## ИСХОДНЫЕ МАТЕРИАЛЫ
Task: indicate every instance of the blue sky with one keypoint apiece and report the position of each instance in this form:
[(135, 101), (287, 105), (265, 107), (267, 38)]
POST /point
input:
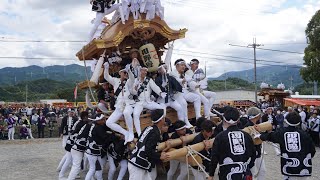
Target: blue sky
[(212, 25)]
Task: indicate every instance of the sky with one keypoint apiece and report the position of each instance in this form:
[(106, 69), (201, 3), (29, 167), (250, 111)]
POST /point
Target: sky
[(212, 26)]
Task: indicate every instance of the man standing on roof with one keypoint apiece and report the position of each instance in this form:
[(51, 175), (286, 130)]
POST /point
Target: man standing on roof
[(143, 87), (171, 86), (102, 8), (186, 95), (121, 88)]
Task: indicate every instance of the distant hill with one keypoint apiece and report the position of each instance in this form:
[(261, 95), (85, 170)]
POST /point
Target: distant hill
[(70, 73), (39, 89), (272, 75), (229, 84)]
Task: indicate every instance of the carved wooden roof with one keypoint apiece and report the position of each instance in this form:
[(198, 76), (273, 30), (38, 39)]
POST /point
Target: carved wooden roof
[(132, 34)]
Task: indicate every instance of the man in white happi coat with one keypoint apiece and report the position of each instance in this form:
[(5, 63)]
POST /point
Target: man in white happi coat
[(171, 86), (102, 8), (143, 87), (186, 95), (198, 83), (121, 88)]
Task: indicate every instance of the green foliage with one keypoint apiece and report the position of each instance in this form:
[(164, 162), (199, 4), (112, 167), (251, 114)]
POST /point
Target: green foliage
[(312, 51), (304, 89)]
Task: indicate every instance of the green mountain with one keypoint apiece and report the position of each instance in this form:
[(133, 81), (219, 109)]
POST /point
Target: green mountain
[(272, 75), (70, 73), (39, 89), (229, 84)]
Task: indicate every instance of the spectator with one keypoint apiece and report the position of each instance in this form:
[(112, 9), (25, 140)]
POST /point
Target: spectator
[(41, 124), (34, 118), (24, 132), (11, 123), (313, 126), (27, 123), (279, 119), (29, 111)]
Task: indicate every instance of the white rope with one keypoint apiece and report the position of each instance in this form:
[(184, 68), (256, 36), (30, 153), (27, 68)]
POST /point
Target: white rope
[(191, 153), (86, 72)]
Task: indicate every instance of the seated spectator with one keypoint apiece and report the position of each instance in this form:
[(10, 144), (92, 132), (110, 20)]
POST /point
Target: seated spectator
[(24, 132)]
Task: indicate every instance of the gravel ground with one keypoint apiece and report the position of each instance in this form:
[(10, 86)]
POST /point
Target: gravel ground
[(38, 159)]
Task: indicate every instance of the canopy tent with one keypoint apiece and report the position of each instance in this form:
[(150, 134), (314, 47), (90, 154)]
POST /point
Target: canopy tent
[(301, 102)]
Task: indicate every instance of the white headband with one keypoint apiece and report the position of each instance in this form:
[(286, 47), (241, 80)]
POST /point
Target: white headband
[(252, 117), (231, 121), (285, 120), (160, 118), (180, 62), (181, 128)]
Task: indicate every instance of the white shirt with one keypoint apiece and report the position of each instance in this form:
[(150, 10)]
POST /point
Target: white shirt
[(123, 97), (303, 116)]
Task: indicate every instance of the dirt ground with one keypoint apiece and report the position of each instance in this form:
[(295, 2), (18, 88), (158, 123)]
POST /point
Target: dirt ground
[(38, 159)]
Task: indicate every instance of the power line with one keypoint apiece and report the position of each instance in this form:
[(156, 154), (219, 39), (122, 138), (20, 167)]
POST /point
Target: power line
[(265, 49), (40, 41), (238, 61), (277, 50), (206, 6), (44, 58), (262, 60)]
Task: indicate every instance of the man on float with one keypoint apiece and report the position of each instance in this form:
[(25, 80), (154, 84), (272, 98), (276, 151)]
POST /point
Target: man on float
[(102, 8), (198, 84), (171, 86), (143, 87), (121, 88), (186, 95), (134, 64), (104, 98)]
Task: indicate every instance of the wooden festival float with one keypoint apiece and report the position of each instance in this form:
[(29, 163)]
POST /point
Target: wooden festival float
[(136, 34)]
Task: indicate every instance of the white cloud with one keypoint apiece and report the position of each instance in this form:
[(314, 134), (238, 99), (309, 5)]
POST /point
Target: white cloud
[(212, 26)]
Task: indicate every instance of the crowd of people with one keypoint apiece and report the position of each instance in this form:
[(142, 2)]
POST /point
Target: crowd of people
[(21, 120), (90, 144), (98, 140)]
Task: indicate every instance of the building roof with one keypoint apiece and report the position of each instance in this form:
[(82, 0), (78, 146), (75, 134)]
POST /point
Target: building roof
[(306, 96), (273, 92), (303, 102)]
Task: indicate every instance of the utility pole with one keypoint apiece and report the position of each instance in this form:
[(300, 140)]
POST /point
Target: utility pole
[(225, 80), (254, 46), (291, 79)]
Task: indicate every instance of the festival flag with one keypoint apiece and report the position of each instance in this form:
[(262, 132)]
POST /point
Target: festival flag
[(75, 92)]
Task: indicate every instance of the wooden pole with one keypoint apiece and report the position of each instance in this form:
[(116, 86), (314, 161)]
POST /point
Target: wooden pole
[(179, 153), (176, 142)]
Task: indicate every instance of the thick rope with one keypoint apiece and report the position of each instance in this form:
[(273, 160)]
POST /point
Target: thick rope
[(191, 153)]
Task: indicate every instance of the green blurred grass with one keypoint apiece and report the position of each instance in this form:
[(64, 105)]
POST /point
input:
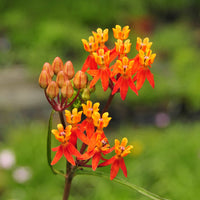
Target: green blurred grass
[(166, 162)]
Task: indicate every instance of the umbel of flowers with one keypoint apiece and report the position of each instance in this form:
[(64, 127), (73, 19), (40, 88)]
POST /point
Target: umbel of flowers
[(81, 132)]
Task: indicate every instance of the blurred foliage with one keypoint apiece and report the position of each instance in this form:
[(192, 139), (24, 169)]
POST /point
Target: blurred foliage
[(164, 161)]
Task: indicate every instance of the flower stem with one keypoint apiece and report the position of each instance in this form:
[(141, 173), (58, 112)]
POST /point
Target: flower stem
[(69, 174), (108, 103)]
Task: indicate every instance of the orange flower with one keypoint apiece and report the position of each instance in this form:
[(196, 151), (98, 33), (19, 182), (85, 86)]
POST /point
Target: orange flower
[(66, 148), (122, 47), (74, 118), (125, 68), (143, 45), (144, 61), (101, 122), (102, 58), (90, 46), (120, 33), (101, 36), (99, 146), (88, 124), (117, 161)]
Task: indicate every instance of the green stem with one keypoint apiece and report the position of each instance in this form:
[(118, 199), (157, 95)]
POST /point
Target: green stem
[(122, 182), (108, 103)]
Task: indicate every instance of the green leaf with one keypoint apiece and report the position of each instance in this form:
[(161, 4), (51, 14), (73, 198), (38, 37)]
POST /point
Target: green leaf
[(55, 171), (122, 182)]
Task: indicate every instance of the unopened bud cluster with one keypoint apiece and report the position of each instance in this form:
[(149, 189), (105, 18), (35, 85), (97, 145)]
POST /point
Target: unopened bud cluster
[(59, 80)]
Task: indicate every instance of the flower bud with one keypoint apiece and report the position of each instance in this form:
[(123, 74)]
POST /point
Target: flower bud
[(52, 89), (86, 94), (67, 89), (57, 65), (44, 79), (80, 80), (69, 69), (61, 78), (48, 68)]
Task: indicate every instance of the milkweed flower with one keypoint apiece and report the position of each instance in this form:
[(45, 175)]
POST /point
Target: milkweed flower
[(73, 118), (144, 60), (66, 148), (117, 161), (121, 33), (126, 69), (95, 150), (102, 58), (87, 124), (143, 45), (101, 36), (90, 46)]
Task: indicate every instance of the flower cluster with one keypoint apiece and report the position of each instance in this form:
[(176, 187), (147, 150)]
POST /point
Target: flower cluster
[(95, 145), (61, 85), (125, 72)]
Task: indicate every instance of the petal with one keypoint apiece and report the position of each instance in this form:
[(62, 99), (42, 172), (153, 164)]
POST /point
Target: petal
[(68, 156), (95, 79), (117, 85), (123, 167), (124, 88), (132, 85), (82, 136), (105, 79), (108, 162), (114, 169), (72, 149), (58, 155), (55, 148), (141, 76), (95, 160), (150, 78)]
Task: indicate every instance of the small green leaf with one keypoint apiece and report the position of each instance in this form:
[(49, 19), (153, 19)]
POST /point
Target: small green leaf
[(122, 182), (55, 171)]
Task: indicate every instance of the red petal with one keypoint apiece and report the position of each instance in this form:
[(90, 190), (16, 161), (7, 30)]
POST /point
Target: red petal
[(114, 169), (113, 54), (68, 156), (86, 64), (105, 78), (108, 162), (93, 72), (82, 136), (89, 63), (72, 149), (95, 79), (123, 167), (117, 85), (58, 155), (150, 78), (124, 88), (132, 85), (95, 160), (141, 76), (55, 148)]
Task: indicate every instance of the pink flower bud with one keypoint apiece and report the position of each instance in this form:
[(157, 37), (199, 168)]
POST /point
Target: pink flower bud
[(48, 68), (61, 78), (69, 69), (44, 79), (57, 65), (67, 89), (80, 80), (52, 89)]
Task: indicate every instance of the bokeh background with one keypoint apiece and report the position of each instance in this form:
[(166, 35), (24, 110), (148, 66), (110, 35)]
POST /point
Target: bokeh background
[(161, 123)]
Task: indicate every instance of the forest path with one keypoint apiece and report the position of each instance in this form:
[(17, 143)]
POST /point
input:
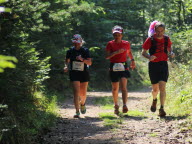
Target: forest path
[(90, 129)]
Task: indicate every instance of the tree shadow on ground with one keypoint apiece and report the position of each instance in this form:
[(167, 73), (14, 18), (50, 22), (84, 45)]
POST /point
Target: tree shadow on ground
[(173, 118), (77, 131), (137, 118)]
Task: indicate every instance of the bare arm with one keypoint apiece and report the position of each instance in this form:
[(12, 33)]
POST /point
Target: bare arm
[(87, 61), (130, 55), (67, 61)]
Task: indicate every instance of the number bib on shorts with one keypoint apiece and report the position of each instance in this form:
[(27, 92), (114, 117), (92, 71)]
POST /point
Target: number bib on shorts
[(118, 67), (79, 66)]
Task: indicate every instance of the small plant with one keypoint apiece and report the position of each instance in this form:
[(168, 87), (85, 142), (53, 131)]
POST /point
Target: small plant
[(110, 120), (153, 135)]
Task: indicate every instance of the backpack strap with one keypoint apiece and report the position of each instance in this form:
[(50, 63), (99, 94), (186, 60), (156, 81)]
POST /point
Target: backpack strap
[(153, 48)]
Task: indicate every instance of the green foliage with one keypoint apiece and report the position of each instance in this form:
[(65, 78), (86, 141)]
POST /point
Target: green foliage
[(179, 90), (6, 62), (110, 120)]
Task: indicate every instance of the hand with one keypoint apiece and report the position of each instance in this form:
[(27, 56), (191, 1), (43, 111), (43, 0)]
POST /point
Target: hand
[(132, 65), (172, 54), (151, 58), (65, 69), (120, 51), (79, 58)]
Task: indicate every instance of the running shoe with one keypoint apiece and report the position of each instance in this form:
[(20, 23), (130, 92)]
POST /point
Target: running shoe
[(125, 109), (116, 111), (162, 113), (153, 106), (83, 109), (77, 115)]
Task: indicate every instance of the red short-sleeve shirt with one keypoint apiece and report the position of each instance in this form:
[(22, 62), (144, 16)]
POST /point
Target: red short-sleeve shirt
[(112, 46), (160, 54)]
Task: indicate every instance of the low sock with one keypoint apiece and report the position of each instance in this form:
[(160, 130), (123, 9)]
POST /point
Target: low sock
[(162, 107)]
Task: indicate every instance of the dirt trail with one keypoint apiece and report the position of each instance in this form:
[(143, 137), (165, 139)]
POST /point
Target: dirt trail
[(90, 129)]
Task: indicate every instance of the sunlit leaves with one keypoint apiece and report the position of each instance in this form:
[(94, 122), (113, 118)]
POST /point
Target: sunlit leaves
[(7, 62)]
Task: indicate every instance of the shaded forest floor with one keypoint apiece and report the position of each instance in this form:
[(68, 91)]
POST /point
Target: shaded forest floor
[(139, 129)]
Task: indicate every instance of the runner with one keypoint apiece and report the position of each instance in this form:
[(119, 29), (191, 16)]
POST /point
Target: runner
[(117, 52), (159, 46), (77, 61)]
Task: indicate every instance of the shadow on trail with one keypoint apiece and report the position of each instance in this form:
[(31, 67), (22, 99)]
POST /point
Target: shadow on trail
[(173, 118), (137, 118), (75, 131)]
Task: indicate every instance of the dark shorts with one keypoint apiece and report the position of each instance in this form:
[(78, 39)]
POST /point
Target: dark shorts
[(82, 76), (117, 75), (158, 71)]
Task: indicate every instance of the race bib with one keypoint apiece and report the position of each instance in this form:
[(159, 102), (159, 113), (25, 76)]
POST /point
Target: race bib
[(79, 66), (118, 67)]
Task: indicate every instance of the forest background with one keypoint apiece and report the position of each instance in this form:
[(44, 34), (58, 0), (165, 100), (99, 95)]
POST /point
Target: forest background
[(34, 38)]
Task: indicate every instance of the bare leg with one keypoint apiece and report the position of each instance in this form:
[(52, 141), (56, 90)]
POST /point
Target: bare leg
[(155, 90), (115, 90), (76, 93), (162, 87), (83, 92), (123, 84)]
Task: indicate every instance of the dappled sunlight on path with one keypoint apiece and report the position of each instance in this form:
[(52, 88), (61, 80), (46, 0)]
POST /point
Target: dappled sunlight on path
[(138, 126)]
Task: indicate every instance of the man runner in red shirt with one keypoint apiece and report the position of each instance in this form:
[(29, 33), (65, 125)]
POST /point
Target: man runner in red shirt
[(159, 46), (117, 52)]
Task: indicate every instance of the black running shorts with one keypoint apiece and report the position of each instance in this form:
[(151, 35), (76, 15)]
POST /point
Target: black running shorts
[(117, 75), (158, 71), (82, 76)]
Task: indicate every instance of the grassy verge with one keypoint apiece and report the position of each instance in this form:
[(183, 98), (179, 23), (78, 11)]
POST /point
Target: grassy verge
[(28, 120), (179, 96)]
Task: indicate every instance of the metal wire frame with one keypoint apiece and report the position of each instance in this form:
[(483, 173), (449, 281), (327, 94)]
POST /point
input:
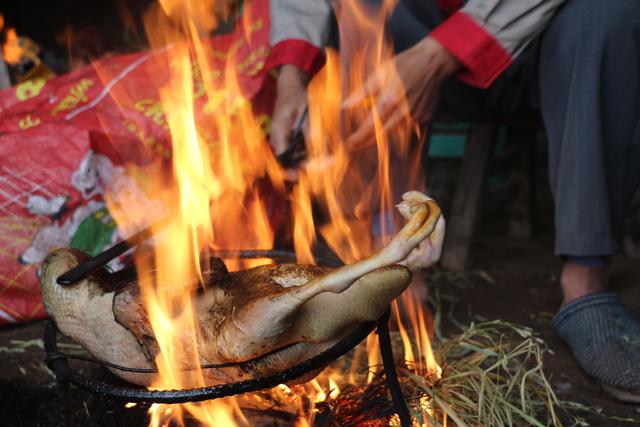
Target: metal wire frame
[(58, 363)]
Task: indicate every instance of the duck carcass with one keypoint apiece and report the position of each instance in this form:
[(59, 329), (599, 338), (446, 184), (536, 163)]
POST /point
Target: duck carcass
[(274, 316)]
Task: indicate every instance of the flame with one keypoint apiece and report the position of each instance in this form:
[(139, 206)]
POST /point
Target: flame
[(12, 51), (212, 192)]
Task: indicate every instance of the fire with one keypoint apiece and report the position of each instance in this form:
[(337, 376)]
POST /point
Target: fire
[(212, 192), (11, 49)]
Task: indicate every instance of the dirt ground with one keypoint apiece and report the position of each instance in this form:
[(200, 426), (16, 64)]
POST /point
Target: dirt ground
[(514, 280)]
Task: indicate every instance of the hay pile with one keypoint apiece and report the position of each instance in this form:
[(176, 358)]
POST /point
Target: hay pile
[(492, 377)]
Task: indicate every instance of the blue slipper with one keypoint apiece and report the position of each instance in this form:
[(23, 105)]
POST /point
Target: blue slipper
[(605, 339)]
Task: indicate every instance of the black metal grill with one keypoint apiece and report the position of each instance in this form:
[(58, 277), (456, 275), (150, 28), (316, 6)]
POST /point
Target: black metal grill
[(58, 361)]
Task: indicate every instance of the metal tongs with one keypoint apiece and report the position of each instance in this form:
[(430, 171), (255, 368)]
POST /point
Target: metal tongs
[(296, 151)]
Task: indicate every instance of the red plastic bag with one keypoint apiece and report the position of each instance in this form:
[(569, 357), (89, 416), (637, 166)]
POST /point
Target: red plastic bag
[(54, 153)]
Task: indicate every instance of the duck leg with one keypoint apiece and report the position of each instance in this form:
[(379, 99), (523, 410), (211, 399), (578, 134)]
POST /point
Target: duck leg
[(325, 305)]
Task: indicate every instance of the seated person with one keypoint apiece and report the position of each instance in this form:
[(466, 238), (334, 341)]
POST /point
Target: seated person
[(580, 62)]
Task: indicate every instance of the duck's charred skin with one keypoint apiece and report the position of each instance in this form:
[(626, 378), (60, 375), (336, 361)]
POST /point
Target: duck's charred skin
[(275, 316)]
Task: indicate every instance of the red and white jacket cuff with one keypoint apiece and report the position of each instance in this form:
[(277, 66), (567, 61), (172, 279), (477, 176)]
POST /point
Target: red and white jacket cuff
[(481, 54), (296, 52)]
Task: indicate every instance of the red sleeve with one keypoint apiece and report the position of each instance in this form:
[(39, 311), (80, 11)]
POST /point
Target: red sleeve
[(296, 52), (481, 54), (448, 7)]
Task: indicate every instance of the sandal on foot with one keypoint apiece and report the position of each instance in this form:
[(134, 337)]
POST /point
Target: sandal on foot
[(605, 340)]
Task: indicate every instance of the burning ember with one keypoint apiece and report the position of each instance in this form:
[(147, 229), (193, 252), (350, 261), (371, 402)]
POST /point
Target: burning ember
[(212, 189)]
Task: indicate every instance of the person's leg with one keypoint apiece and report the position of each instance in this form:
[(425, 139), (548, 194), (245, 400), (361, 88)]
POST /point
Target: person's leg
[(590, 100)]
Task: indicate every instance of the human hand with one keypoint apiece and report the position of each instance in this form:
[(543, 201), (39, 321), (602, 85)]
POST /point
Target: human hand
[(421, 71), (291, 100)]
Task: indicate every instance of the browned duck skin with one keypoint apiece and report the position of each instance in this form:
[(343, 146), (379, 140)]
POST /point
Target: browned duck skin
[(290, 312)]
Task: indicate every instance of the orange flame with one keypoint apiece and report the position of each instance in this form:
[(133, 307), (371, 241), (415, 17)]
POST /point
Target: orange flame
[(12, 51), (212, 191)]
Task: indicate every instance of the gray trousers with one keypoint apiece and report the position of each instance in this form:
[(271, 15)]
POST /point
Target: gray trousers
[(583, 73)]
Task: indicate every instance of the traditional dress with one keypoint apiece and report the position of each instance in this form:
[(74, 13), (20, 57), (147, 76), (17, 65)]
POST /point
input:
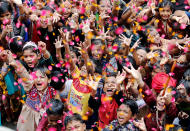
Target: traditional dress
[(34, 108)]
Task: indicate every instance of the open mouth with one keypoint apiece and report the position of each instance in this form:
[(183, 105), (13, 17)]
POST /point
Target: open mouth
[(120, 119), (110, 92), (30, 64), (160, 106), (39, 84)]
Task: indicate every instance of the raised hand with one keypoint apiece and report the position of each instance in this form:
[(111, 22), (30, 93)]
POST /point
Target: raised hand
[(103, 34), (42, 46), (135, 74), (56, 17), (92, 17), (33, 17), (86, 26), (121, 77), (7, 29), (103, 15), (93, 84), (136, 44), (58, 43), (64, 36), (4, 56), (140, 124), (125, 40)]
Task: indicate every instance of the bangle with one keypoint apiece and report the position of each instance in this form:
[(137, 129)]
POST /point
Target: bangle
[(4, 69)]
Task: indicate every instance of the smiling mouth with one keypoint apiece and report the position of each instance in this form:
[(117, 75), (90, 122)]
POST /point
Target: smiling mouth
[(39, 84), (120, 118)]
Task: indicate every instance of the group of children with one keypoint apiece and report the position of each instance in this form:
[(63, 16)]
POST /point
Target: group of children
[(110, 65)]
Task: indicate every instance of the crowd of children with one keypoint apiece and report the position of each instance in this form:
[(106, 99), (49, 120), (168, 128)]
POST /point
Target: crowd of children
[(101, 65)]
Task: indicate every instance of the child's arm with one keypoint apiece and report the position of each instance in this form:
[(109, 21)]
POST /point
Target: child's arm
[(126, 41), (149, 97), (27, 81), (65, 38), (115, 9), (6, 30), (58, 46), (93, 102), (43, 50)]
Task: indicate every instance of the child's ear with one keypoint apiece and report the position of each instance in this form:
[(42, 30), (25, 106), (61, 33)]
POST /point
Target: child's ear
[(49, 80), (39, 56)]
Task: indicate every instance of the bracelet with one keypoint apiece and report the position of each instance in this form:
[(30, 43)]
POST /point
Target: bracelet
[(4, 69)]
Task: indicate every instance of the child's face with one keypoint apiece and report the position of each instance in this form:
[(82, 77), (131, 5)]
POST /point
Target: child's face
[(30, 58), (40, 80), (154, 36), (53, 119), (97, 51), (122, 50), (83, 72), (161, 100), (67, 10), (124, 114), (110, 86), (111, 38), (75, 126), (141, 56), (44, 21), (106, 6), (74, 57), (5, 17), (165, 12)]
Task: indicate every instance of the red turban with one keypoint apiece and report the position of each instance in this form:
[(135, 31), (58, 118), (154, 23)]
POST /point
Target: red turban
[(160, 79)]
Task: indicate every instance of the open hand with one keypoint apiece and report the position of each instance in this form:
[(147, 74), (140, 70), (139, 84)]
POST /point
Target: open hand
[(58, 43), (125, 40)]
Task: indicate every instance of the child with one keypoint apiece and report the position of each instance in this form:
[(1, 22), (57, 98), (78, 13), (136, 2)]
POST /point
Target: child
[(38, 91), (8, 20), (54, 115), (9, 77), (74, 123), (162, 109), (125, 116), (165, 9), (32, 57), (106, 104)]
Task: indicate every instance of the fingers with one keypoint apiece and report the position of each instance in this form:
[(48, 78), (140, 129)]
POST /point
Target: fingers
[(127, 69)]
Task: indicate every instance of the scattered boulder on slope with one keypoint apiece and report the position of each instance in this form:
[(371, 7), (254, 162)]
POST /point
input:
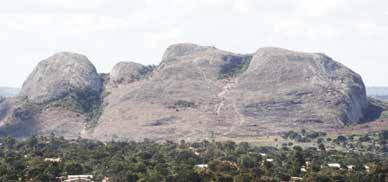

## ЦЕЛЬ ЗАДАНИЯ
Подсчитайте, сколько строк в записях содержат строку «face», учитывая регистр букв, и укажите только это число.

## ОТВЕТ К УПРАЖНЕНИЮ
2